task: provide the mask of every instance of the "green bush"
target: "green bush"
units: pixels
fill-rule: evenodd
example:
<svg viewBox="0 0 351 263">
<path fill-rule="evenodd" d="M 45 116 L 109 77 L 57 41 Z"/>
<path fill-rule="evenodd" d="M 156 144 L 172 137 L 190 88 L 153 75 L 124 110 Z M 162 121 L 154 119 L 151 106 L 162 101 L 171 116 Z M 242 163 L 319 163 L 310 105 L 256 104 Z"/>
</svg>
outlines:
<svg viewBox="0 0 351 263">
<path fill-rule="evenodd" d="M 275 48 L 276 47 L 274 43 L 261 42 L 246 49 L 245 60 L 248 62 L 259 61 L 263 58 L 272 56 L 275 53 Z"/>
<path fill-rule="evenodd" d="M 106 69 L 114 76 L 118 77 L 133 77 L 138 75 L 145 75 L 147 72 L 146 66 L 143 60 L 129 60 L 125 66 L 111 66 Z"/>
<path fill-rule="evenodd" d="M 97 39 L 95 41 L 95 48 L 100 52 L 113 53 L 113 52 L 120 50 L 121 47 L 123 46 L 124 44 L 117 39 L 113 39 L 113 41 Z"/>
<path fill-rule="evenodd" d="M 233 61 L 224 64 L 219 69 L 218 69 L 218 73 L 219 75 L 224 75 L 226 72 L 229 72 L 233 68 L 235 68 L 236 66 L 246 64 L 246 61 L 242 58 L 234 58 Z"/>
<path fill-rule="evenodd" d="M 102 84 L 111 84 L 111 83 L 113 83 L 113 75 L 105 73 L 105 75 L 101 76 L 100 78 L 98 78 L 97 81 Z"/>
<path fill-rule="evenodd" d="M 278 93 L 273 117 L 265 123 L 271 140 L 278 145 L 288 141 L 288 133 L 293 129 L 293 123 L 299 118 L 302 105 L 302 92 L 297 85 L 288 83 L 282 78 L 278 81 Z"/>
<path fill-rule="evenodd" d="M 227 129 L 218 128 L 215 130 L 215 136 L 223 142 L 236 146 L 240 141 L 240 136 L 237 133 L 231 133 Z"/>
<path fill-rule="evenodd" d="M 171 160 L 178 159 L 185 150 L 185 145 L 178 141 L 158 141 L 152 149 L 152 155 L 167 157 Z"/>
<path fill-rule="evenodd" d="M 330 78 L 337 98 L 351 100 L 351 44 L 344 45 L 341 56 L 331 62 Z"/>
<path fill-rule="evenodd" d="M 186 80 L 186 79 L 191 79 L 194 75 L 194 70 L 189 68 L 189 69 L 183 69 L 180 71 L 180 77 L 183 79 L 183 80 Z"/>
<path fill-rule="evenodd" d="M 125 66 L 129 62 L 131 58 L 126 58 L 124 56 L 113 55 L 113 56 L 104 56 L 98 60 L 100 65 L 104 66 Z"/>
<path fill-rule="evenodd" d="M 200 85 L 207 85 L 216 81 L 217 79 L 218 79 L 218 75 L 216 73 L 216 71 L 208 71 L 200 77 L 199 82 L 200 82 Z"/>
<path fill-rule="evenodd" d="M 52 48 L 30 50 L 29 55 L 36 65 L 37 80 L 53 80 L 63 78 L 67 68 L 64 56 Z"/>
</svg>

——————————

Rescale the lines starting at the first one and ending at the one containing "102 84 L 111", writing them all out again with the requests included. Multiply every coordinate in the answers by 1.45 and round to whole numbers with halves going up, leaving every other number unchanged.

task: provide the mask of every instance of the "green bush"
target: "green bush"
units: pixels
fill-rule: evenodd
example:
<svg viewBox="0 0 351 263">
<path fill-rule="evenodd" d="M 45 116 L 109 77 L 57 41 Z"/>
<path fill-rule="evenodd" d="M 156 144 L 172 137 L 190 88 L 153 75 L 124 110 Z M 162 121 L 154 119 L 151 106 L 162 101 L 171 116 Z M 242 163 L 319 163 L 310 105 L 256 104 Z"/>
</svg>
outlines:
<svg viewBox="0 0 509 381">
<path fill-rule="evenodd" d="M 399 70 L 400 68 L 397 62 L 378 61 L 357 71 L 355 87 L 360 90 L 376 88 L 381 84 L 394 81 L 399 77 Z"/>
<path fill-rule="evenodd" d="M 154 100 L 165 110 L 171 112 L 193 112 L 200 109 L 210 109 L 213 104 L 212 96 L 207 87 L 187 87 L 181 96 L 161 96 Z"/>
<path fill-rule="evenodd" d="M 141 57 L 138 59 L 138 70 L 145 75 L 164 77 L 164 75 L 174 73 L 175 68 L 178 67 L 180 64 L 170 57 L 164 57 L 164 59 Z"/>
<path fill-rule="evenodd" d="M 338 88 L 325 93 L 318 100 L 316 100 L 316 106 L 318 109 L 325 109 L 328 104 L 332 104 L 338 99 L 341 99 L 342 96 L 357 93 L 357 88 L 351 84 L 339 84 Z"/>
<path fill-rule="evenodd" d="M 148 122 L 161 122 L 161 120 L 164 120 L 164 109 L 152 106 L 152 109 L 146 110 L 145 113 L 142 113 L 141 117 Z"/>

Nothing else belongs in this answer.